*To do:* Rewrite the records below from the line containing "Target: paved plaza" through the end of the records, inclusive, swapping "pin" for "marker" and leaving everything else unchanged.

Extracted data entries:

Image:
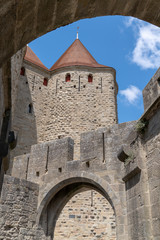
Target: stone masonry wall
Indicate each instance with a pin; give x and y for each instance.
(152, 158)
(63, 108)
(152, 90)
(18, 205)
(1, 99)
(88, 216)
(23, 124)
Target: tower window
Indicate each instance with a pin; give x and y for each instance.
(68, 77)
(22, 72)
(30, 108)
(45, 81)
(90, 78)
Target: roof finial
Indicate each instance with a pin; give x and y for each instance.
(77, 32)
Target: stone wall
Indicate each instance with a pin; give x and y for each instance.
(18, 206)
(88, 216)
(1, 99)
(32, 19)
(152, 150)
(62, 108)
(22, 123)
(152, 90)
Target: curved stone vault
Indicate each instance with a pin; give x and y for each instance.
(24, 21)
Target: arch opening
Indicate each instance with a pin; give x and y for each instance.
(87, 215)
(56, 199)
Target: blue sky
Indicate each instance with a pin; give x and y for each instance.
(127, 44)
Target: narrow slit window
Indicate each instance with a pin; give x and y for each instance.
(45, 81)
(90, 78)
(68, 77)
(30, 108)
(22, 72)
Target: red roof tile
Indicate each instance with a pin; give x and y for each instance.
(30, 56)
(75, 55)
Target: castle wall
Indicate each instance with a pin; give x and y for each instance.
(1, 99)
(88, 216)
(152, 90)
(18, 207)
(63, 108)
(152, 159)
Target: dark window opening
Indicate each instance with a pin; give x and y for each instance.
(68, 77)
(30, 108)
(90, 78)
(22, 72)
(45, 81)
(87, 164)
(59, 169)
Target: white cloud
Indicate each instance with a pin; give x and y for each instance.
(132, 94)
(146, 53)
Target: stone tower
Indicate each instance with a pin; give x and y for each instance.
(76, 95)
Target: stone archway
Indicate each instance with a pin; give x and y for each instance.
(58, 193)
(24, 21)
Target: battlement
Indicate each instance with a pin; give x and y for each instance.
(56, 158)
(152, 91)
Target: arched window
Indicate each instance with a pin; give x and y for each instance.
(22, 72)
(45, 81)
(68, 77)
(30, 108)
(90, 78)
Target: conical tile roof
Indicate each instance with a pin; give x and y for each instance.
(30, 56)
(76, 55)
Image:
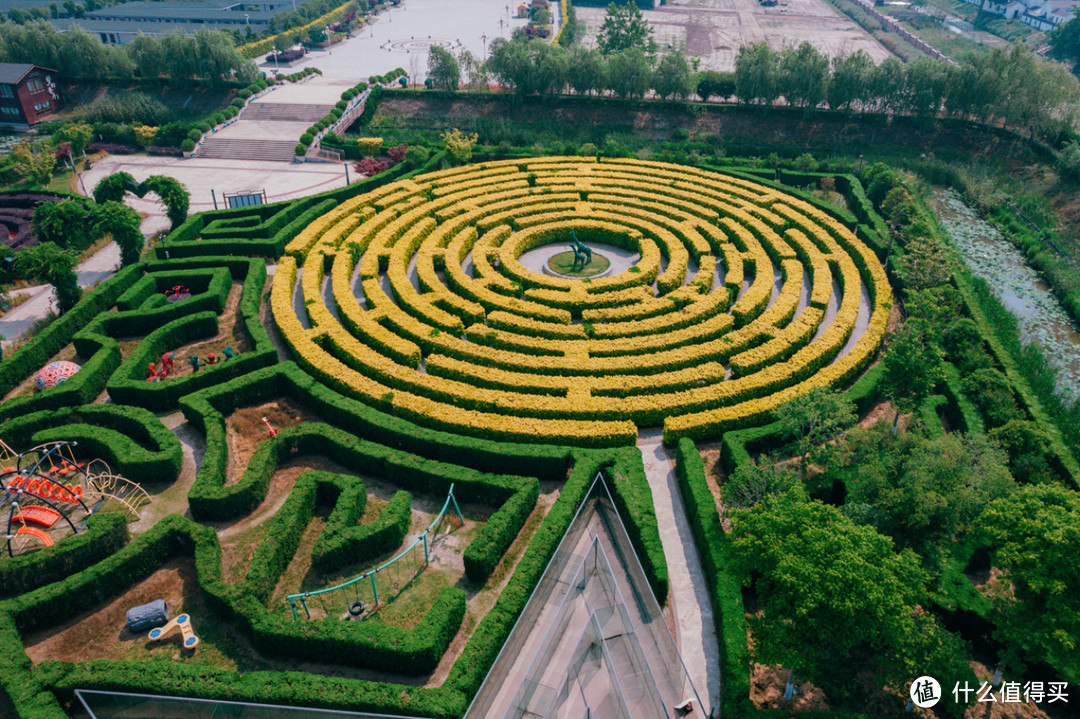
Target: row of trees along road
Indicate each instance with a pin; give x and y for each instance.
(1011, 86)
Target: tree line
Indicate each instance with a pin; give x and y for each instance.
(205, 56)
(1011, 86)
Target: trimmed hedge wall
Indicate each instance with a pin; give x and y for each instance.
(131, 439)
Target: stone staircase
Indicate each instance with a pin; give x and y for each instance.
(225, 148)
(285, 111)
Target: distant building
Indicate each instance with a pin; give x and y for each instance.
(28, 94)
(120, 24)
(1042, 15)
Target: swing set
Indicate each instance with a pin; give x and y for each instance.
(51, 487)
(390, 567)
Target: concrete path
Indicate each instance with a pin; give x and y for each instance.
(280, 180)
(688, 594)
(402, 36)
(102, 266)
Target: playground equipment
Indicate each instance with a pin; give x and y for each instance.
(144, 616)
(356, 607)
(51, 487)
(181, 624)
(178, 293)
(55, 372)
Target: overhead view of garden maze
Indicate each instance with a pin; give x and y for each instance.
(346, 436)
(418, 298)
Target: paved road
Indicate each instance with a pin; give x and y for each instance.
(102, 266)
(401, 37)
(688, 594)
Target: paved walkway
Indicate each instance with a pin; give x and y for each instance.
(102, 266)
(200, 175)
(402, 36)
(687, 594)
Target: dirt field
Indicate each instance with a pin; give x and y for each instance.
(715, 29)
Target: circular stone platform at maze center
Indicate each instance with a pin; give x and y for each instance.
(562, 266)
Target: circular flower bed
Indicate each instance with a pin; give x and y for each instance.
(413, 297)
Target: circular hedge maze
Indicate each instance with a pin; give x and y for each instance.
(413, 297)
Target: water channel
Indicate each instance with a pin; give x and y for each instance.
(991, 257)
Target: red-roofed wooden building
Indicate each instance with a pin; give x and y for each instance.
(28, 94)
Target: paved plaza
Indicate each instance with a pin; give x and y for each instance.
(280, 180)
(715, 29)
(401, 37)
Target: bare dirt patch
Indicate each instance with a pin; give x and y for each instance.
(245, 430)
(102, 632)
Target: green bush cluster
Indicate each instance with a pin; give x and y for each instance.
(130, 438)
(104, 536)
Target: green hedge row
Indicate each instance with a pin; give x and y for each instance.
(105, 534)
(189, 240)
(129, 383)
(202, 681)
(739, 446)
(342, 541)
(366, 643)
(131, 439)
(206, 410)
(32, 356)
(476, 659)
(633, 499)
(979, 303)
(724, 589)
(484, 554)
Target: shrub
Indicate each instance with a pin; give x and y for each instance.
(369, 146)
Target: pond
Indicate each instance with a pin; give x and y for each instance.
(991, 257)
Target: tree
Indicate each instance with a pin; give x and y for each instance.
(443, 68)
(68, 224)
(629, 73)
(624, 28)
(804, 76)
(752, 482)
(923, 491)
(812, 419)
(173, 194)
(78, 135)
(54, 266)
(850, 81)
(926, 84)
(122, 222)
(832, 594)
(1028, 449)
(887, 85)
(1065, 41)
(34, 162)
(112, 187)
(672, 77)
(459, 145)
(1035, 536)
(926, 263)
(712, 83)
(588, 71)
(756, 69)
(913, 367)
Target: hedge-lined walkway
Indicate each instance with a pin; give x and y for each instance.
(688, 595)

*Task solution:*
Target: paved plaza
Indicate each instance with a marker; give x and y for each instance.
(280, 180)
(715, 29)
(401, 37)
Target: bare dirt patch
Indicate each instance with a marker; give x and y for each instance.
(245, 430)
(102, 632)
Target: green bush cluster
Indicate each instance with a marker; give x and y for each instance.
(130, 438)
(104, 536)
Target: green hedge row
Indicate each instance with a marker; give x and y for each instance.
(105, 534)
(189, 240)
(129, 383)
(202, 681)
(739, 446)
(342, 541)
(366, 643)
(131, 439)
(206, 410)
(32, 356)
(476, 659)
(633, 499)
(979, 303)
(724, 589)
(484, 554)
Target: shrub
Indicate each instance with a marker; give x and y for each instance.
(369, 146)
Target: pond
Indicate each instance with a marker; give x and y for each instance.
(991, 257)
Target: tree
Indicate each instance with a marker; give x and y for each instance.
(443, 68)
(68, 224)
(629, 73)
(624, 28)
(804, 76)
(752, 482)
(923, 491)
(812, 419)
(173, 194)
(78, 135)
(54, 266)
(850, 81)
(926, 84)
(122, 222)
(832, 594)
(1028, 449)
(887, 85)
(1065, 41)
(34, 162)
(112, 187)
(672, 77)
(459, 145)
(1035, 536)
(926, 263)
(712, 83)
(588, 71)
(756, 69)
(913, 367)
Target: hedge-lined walkway
Indicate each instance with a marker; give x and y for each instance.
(688, 595)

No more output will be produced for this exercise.